[Dataset extract — start]

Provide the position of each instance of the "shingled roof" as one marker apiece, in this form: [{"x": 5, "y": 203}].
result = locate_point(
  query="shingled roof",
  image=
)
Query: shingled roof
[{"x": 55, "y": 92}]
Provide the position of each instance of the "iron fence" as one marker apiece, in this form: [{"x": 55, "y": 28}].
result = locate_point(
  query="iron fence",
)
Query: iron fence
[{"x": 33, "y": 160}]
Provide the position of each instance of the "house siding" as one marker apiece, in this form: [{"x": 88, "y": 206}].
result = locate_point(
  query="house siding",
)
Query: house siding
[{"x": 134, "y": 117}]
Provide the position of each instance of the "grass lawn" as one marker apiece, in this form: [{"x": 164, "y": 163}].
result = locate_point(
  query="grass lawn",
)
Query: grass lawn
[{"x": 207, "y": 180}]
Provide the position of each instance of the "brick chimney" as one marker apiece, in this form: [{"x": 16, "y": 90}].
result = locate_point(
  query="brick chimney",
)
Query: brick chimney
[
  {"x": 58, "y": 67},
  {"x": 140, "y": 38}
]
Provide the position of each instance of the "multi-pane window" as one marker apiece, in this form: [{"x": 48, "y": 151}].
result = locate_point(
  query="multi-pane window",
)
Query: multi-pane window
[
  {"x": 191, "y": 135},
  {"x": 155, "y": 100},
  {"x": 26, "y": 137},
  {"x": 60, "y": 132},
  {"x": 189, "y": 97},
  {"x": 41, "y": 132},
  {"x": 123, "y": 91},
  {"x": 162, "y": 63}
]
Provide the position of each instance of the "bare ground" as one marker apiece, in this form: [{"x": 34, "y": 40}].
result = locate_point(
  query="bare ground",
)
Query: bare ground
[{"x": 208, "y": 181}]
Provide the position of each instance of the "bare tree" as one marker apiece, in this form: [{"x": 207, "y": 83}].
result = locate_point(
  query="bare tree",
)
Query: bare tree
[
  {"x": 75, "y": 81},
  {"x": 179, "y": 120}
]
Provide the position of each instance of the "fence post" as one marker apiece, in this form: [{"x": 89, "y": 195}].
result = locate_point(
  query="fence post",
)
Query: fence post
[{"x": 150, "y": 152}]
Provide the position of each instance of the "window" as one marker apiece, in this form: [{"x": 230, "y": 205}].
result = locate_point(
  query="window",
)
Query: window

[Dataset extract — finish]

Exercise
Start to finish, copy the material out exactly.

Answer area
Provide the position of each instance of the "shingled roof" as one marker apiece, in this form: [{"x": 5, "y": 203}].
result = locate_point(
  query="shingled roof",
  image=
)
Query: shingled roof
[{"x": 55, "y": 92}]
Provide the position of each instance of the "iron fence" as one marker apiece, in this form: [{"x": 55, "y": 28}].
result = locate_point(
  query="iron fence",
)
Query: iron fence
[{"x": 33, "y": 160}]
Provide the position of each instance of the "house siding" as one marker apiece, in this form: [{"x": 88, "y": 206}].
result = locate_point(
  query="house siding",
)
Query: house siding
[{"x": 134, "y": 117}]
Provide the position of each instance of the "grass lawn" as one marker apiece, in this form: [{"x": 164, "y": 163}].
result = locate_point(
  query="grass lawn",
)
Query: grass lawn
[{"x": 207, "y": 180}]
Provide the position of each instance of the "brick chimney" as one marker apiece, in this form: [{"x": 16, "y": 90}].
result = locate_point(
  query="brick chimney",
)
Query: brick chimney
[
  {"x": 58, "y": 67},
  {"x": 140, "y": 38}
]
Provide the position of each instance of the "multi-pane window" as one marker apiece, in this form: [{"x": 48, "y": 151}].
result = locate_point(
  query="multi-pane window",
)
Query: multi-pane window
[
  {"x": 191, "y": 135},
  {"x": 155, "y": 100},
  {"x": 26, "y": 137},
  {"x": 60, "y": 132},
  {"x": 189, "y": 97},
  {"x": 41, "y": 132},
  {"x": 123, "y": 91},
  {"x": 162, "y": 63}
]
Provide the position of each instance of the "bare ground" as one marker apiece, in this form: [{"x": 34, "y": 40}].
result = locate_point(
  query="bare ground",
)
Query: bare ground
[{"x": 208, "y": 181}]
Provide the position of each instance of the "bare tree" as one marker apiece, in this form: [{"x": 207, "y": 83}].
result = locate_point(
  query="bare tree",
)
Query: bare tree
[
  {"x": 75, "y": 81},
  {"x": 179, "y": 120}
]
Provide the position of each instance of the "fence post" as one marker apiece, in this form: [{"x": 89, "y": 195}].
result = locate_point(
  query="fence post",
)
Query: fence post
[{"x": 150, "y": 152}]
Provide the position of each instance of the "window" as one marker apiece, in this form: [{"x": 230, "y": 205}].
result = locate_point(
  query="window",
)
Query: window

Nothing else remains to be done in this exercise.